(Items from a data source)
====

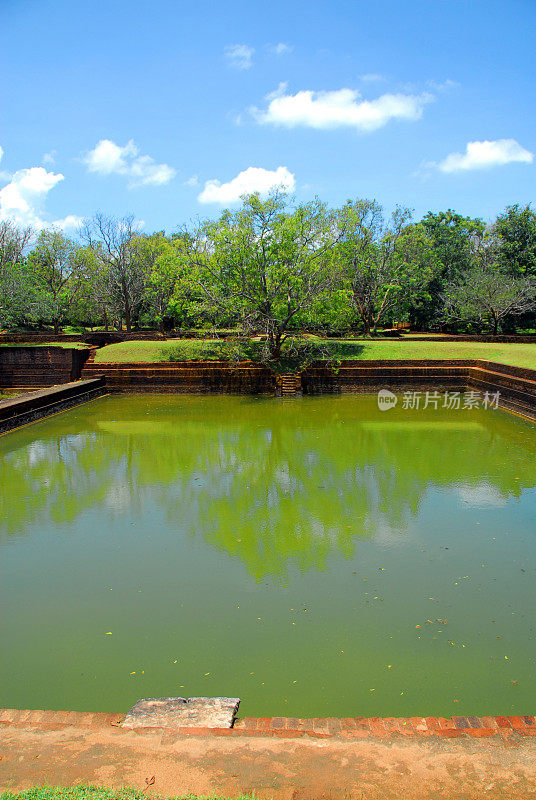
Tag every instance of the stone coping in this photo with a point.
(290, 727)
(31, 406)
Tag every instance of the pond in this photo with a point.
(314, 557)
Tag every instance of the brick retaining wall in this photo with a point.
(193, 377)
(27, 367)
(289, 727)
(19, 411)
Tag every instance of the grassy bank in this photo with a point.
(85, 793)
(68, 345)
(522, 355)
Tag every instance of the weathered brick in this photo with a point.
(462, 723)
(489, 722)
(474, 722)
(377, 727)
(419, 724)
(334, 725)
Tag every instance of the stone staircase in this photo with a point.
(290, 385)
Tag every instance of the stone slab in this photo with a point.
(179, 712)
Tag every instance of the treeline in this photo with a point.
(274, 267)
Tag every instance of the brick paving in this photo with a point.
(288, 727)
(279, 758)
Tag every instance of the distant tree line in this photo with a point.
(276, 267)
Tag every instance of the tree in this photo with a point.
(112, 242)
(17, 291)
(516, 232)
(487, 293)
(56, 267)
(267, 263)
(387, 266)
(160, 261)
(453, 237)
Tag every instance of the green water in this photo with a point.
(284, 552)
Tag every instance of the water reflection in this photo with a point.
(275, 484)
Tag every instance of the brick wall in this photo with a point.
(28, 367)
(289, 727)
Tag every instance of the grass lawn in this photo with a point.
(148, 351)
(81, 793)
(521, 355)
(71, 345)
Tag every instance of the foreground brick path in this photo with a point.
(289, 727)
(276, 759)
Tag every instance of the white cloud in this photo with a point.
(280, 49)
(372, 77)
(482, 155)
(107, 157)
(340, 108)
(239, 56)
(69, 223)
(193, 181)
(22, 198)
(253, 179)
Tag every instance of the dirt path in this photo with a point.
(338, 768)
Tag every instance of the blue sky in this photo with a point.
(170, 109)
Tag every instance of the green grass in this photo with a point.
(84, 793)
(157, 351)
(522, 355)
(69, 345)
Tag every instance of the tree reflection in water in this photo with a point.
(273, 483)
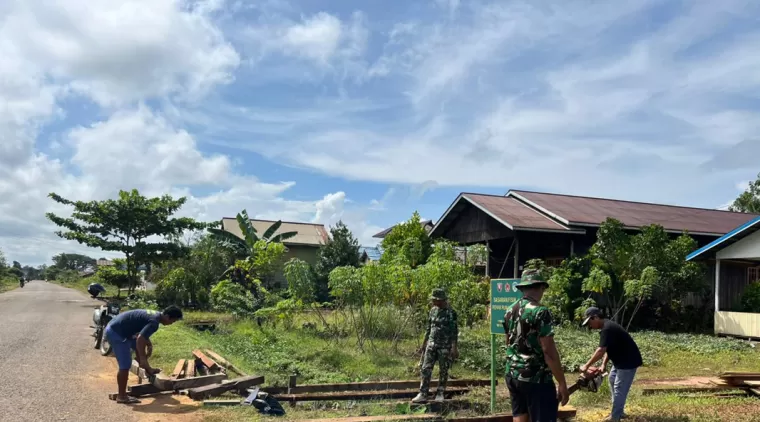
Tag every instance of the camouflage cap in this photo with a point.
(438, 294)
(531, 278)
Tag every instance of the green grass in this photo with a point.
(315, 358)
(8, 284)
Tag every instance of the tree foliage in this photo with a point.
(342, 250)
(246, 246)
(125, 225)
(407, 243)
(749, 200)
(73, 261)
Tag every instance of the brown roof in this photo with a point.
(308, 234)
(585, 211)
(513, 213)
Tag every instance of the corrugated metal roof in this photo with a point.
(513, 213)
(734, 236)
(373, 252)
(586, 211)
(308, 234)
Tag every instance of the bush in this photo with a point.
(750, 299)
(231, 297)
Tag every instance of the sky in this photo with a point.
(320, 111)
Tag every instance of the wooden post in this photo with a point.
(488, 259)
(517, 258)
(717, 285)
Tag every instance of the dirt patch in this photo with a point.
(679, 382)
(162, 407)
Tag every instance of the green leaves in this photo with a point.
(749, 200)
(125, 224)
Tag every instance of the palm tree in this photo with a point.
(245, 246)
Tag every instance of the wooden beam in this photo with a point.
(361, 395)
(181, 364)
(211, 390)
(224, 362)
(186, 383)
(210, 364)
(383, 385)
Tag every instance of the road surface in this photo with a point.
(49, 370)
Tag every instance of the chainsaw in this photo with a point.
(588, 382)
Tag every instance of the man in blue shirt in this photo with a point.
(131, 331)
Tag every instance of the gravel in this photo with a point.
(49, 370)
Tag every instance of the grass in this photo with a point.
(315, 358)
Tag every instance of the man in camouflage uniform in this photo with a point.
(440, 345)
(532, 356)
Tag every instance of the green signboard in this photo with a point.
(503, 295)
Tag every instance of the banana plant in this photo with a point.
(245, 246)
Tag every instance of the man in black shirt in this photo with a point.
(615, 344)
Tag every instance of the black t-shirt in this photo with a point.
(621, 349)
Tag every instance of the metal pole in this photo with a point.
(516, 272)
(493, 372)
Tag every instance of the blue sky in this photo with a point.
(366, 111)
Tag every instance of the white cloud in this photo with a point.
(118, 52)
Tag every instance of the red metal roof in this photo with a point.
(513, 213)
(580, 210)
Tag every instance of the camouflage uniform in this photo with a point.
(524, 323)
(442, 332)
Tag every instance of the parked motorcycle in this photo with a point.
(101, 317)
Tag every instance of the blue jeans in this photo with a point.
(620, 385)
(122, 348)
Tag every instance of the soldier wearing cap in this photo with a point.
(532, 356)
(440, 345)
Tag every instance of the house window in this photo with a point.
(753, 274)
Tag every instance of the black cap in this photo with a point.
(591, 312)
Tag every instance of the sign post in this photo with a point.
(504, 293)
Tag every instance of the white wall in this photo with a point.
(747, 248)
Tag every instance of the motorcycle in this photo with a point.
(101, 317)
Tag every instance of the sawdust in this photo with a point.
(162, 407)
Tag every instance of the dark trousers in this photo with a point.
(534, 399)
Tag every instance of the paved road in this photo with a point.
(49, 370)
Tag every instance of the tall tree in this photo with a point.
(749, 200)
(408, 243)
(125, 224)
(342, 250)
(73, 261)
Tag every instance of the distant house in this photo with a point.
(523, 225)
(369, 254)
(427, 224)
(734, 261)
(305, 245)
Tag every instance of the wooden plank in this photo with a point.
(186, 383)
(210, 364)
(383, 385)
(652, 391)
(211, 390)
(224, 362)
(361, 395)
(181, 364)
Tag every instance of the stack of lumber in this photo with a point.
(358, 391)
(202, 370)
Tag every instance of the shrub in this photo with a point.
(231, 297)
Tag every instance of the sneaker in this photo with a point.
(420, 398)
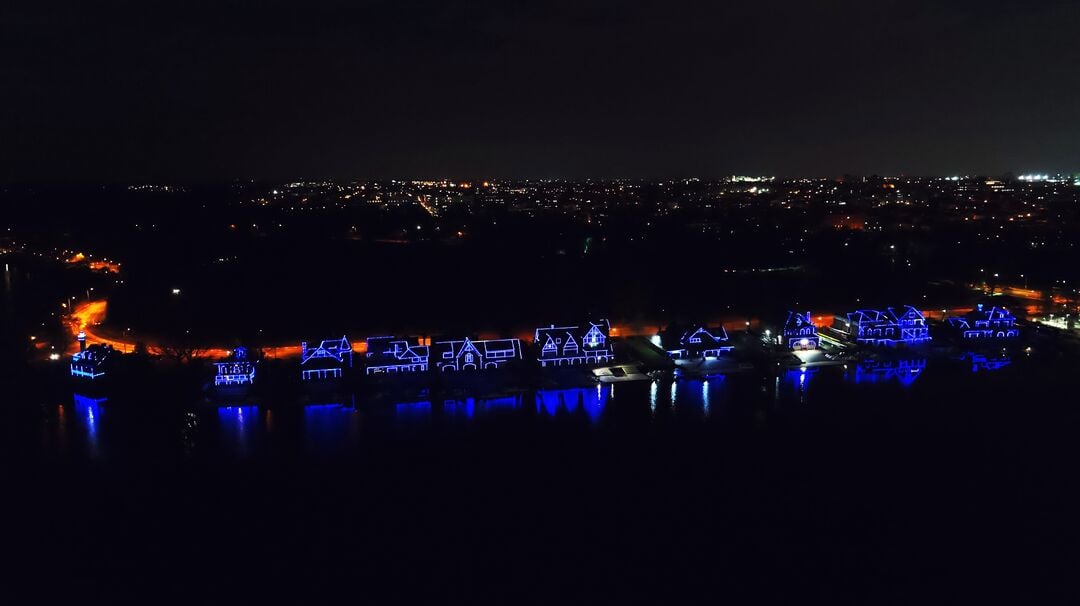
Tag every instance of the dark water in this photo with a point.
(954, 480)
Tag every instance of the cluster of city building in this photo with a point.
(581, 345)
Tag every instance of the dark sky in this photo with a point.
(194, 90)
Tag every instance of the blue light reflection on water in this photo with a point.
(590, 401)
(88, 415)
(469, 407)
(904, 372)
(239, 426)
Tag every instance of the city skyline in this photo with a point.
(117, 93)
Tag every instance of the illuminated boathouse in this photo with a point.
(569, 346)
(395, 354)
(238, 369)
(93, 361)
(327, 361)
(696, 341)
(469, 354)
(885, 327)
(983, 324)
(799, 332)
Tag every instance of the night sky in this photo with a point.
(201, 91)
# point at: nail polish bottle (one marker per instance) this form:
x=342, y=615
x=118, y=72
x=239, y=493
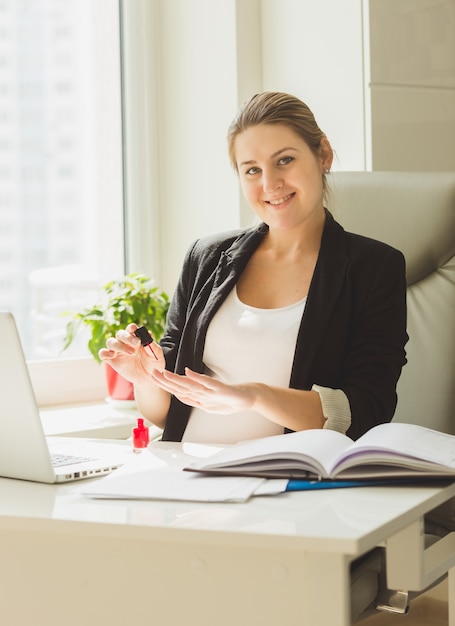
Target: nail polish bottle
x=140, y=436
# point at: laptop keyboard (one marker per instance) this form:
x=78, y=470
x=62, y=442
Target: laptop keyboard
x=59, y=460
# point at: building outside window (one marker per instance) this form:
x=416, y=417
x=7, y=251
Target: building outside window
x=61, y=192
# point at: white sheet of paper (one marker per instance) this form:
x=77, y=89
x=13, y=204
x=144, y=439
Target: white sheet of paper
x=156, y=473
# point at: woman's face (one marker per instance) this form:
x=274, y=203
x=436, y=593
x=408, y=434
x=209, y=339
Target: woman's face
x=281, y=178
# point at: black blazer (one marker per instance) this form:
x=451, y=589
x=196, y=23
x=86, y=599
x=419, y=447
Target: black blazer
x=353, y=330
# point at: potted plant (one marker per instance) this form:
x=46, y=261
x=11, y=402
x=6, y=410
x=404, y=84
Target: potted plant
x=132, y=298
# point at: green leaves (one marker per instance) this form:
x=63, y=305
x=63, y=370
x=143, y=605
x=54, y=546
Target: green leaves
x=133, y=298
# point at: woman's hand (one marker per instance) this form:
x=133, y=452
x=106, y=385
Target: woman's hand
x=128, y=357
x=209, y=394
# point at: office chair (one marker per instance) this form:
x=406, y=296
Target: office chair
x=414, y=212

====

Task instructions:
Tally every line of the data that includes "marker". Report the number and nothing more.

Completed task:
10